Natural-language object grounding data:
::::::::

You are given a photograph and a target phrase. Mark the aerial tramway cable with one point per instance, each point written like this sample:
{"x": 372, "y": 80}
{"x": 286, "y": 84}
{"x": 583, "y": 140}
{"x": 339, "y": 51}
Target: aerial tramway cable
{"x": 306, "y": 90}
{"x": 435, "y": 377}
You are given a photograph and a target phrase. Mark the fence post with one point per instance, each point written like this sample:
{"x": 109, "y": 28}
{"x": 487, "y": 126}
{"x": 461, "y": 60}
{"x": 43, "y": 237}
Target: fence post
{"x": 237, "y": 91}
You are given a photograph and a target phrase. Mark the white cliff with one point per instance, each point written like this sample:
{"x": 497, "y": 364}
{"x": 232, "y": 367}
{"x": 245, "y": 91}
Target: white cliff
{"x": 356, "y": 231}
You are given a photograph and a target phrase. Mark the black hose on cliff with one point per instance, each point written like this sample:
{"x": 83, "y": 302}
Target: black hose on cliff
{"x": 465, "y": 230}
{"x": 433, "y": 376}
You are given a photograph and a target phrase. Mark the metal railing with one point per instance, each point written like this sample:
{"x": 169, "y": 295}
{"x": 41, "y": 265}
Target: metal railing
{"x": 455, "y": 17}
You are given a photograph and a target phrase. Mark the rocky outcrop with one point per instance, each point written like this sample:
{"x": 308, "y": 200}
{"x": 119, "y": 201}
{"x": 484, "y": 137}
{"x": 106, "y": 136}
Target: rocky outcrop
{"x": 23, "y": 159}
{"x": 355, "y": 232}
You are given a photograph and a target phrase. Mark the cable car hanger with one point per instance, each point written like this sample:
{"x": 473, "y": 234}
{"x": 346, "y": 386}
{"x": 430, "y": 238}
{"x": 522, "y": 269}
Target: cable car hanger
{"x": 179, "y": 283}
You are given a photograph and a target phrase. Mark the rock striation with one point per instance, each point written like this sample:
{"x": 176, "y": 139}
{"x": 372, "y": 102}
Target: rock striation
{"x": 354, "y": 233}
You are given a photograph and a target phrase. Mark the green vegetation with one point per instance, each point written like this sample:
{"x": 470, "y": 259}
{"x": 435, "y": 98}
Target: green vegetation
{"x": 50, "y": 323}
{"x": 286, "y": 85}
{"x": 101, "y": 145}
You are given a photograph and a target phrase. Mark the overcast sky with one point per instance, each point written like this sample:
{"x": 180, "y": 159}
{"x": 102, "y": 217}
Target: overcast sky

::::::::

#### [Exercise description]
Across the entries above, tally the lines that contain the string "overcast" and give that figure alone.

#### [Expected answer]
2